The expected output is every entry that follows, reproduced exactly.

· · · · · · ·

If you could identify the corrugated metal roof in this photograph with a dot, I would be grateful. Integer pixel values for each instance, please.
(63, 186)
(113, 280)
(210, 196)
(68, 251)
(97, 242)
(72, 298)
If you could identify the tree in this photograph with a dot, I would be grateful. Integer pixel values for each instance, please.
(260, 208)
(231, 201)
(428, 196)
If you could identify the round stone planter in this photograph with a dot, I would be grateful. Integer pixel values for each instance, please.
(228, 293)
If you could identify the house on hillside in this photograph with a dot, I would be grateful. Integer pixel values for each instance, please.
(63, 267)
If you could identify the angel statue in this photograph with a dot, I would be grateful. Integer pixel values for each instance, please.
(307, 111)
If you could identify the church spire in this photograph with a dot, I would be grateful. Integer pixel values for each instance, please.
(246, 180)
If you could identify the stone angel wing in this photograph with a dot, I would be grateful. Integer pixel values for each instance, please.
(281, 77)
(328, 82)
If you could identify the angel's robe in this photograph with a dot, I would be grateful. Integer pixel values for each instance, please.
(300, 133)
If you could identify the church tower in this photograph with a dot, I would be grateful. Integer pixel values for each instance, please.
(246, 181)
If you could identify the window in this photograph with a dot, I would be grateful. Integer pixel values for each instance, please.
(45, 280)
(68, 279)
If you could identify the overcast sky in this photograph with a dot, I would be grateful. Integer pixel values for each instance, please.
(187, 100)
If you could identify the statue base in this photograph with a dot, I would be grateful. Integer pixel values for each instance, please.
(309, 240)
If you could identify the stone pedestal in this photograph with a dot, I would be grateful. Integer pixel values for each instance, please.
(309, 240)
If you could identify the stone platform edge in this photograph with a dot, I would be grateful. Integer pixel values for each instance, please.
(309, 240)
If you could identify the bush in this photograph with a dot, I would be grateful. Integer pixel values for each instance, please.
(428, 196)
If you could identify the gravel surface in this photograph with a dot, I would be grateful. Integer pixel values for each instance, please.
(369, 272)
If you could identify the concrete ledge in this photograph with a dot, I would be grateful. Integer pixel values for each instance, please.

· · · · · · ·

TASK RESULT:
If you could identify the corrugated metal roof in this photograph with a dot, I would be grateful. Integer pixel values for each instance, please.
(63, 186)
(113, 280)
(210, 196)
(68, 251)
(97, 242)
(72, 298)
If you could identify the tree in this photograph with a dot, I would be grateful. Integer pixel values for each instance, please.
(260, 208)
(231, 201)
(428, 196)
If you could identify the round stone planter in this photograph with a dot, I would be grateful. Integer pixel values for each instance, please.
(228, 293)
If you could identify the house on hillside in this photograph with a dot, I would be grateful. Integer pixel values for each instance, please.
(63, 267)
If you could identify the angel statue in this photograph with a dot, I would be grateful. Integer pixel values for each instance, please.
(307, 111)
If you could identify the church spire in this photograph with a dot, I would be grateful. Integer pixel values for each instance, please.
(246, 180)
If you could identify the stone angel wing in this photograph with a dot, I would be grateful. Integer pixel values for each instance, please.
(281, 77)
(328, 82)
If you could identify the angel's robe in this photograph with a dot, I would be grateful. Integer pixel values for each instance, please.
(300, 133)
If you could identify the church tower in this photograph with a dot, I would be grateful. Integer pixel values for each instance, please.
(246, 181)
If you could identify the window in this photograph with a dot, I would be grateful. Integer pixel values for each instance, please.
(45, 280)
(68, 279)
If you could identify the overcast sky in this photograph with a dot, I would be grateful. Integer pixel values for each instance, please.
(187, 100)
If you could identify the statue base in this photograph with a dot, I would be grateful. Integer pixel values for each instance, please.
(309, 240)
If you could identify the stone pedestal in this photograph with a dot, I would be grateful. Integer pixel values for each instance, please.
(309, 240)
If you could identify the stone platform edge in this photograph with a dot, I would be grateful. Integer pixel values for each instance, please.
(309, 240)
If you could identify the bush in this photograph with a dot, I would be grateful. Integer pixel values for each instance, please.
(428, 196)
If you could identify the gravel surface in this photograph with a dot, I would be grateful. Integer pixel values for each instance, please.
(369, 272)
If you could identify the concrete ledge in this photograph with a dot, I would be grateful. Integer pixel values for each instance, please.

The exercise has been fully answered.